WRITTEN TASK: Retype everything from the very first line of the entries down to the line containing "<point>490,145</point>", both ends included, reproducing each line word for word.

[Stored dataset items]
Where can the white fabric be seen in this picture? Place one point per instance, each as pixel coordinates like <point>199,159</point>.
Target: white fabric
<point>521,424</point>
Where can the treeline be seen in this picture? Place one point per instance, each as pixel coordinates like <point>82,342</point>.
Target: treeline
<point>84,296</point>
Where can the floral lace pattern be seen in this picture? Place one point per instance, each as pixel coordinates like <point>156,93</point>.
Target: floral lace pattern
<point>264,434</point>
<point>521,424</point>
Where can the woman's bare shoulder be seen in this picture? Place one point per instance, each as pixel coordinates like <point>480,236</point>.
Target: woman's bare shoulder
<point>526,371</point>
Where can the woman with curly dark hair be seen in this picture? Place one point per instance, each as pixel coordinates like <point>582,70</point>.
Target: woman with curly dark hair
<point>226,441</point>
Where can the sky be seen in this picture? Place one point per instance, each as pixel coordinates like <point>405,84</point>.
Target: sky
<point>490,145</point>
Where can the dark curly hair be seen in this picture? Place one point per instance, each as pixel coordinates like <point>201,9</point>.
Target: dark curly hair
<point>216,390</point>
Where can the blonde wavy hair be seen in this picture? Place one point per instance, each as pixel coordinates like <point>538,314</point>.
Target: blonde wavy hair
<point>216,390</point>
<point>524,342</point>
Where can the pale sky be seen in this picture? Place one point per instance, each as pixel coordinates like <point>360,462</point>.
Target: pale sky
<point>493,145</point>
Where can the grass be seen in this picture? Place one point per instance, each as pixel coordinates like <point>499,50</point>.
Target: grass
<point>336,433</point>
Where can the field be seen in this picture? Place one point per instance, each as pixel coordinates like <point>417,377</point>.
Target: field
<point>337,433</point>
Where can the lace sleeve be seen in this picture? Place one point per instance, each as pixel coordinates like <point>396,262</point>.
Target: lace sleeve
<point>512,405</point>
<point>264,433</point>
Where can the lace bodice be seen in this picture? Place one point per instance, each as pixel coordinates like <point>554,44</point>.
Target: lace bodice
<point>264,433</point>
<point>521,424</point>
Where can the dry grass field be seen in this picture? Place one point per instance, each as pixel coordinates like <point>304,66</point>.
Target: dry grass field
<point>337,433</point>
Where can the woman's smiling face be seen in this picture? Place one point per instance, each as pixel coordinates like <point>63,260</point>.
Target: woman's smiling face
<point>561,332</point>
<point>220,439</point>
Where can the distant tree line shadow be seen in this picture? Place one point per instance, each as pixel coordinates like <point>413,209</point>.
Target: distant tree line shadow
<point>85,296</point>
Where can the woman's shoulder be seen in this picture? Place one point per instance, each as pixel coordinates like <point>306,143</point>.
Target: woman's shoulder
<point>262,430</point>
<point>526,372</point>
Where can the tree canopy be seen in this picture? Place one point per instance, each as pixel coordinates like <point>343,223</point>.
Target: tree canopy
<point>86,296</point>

EXERCISE RESULT:
Where can the white fabric be seen in this picture? Place one point per instance, each as pixel coordinates like <point>199,159</point>.
Target: white fabric
<point>521,424</point>
Where can the treeline be seen in this picture? Place one point per instance, each as pixel coordinates like <point>82,342</point>.
Target: treeline
<point>84,296</point>
Where can the floral lace pattern be seen in this picture? Place one point per instance, each as pixel coordinates like <point>156,93</point>.
Target: floral lace pattern
<point>264,434</point>
<point>521,424</point>
Where can the woman's bare shoulder be seen in this picture? Place one point per instance, each as pixel coordinates like <point>480,236</point>.
Target: woman's bare shoulder
<point>526,371</point>
Where can the woman with curly dark hair be seen in this picture? Place one point per instance, each as pixel coordinates like <point>582,70</point>.
Target: woman with curly dark hair
<point>226,441</point>
Where can the sky be seen in this picture? Place one point per instance, each as pixel coordinates like <point>405,84</point>.
Target: sky
<point>490,145</point>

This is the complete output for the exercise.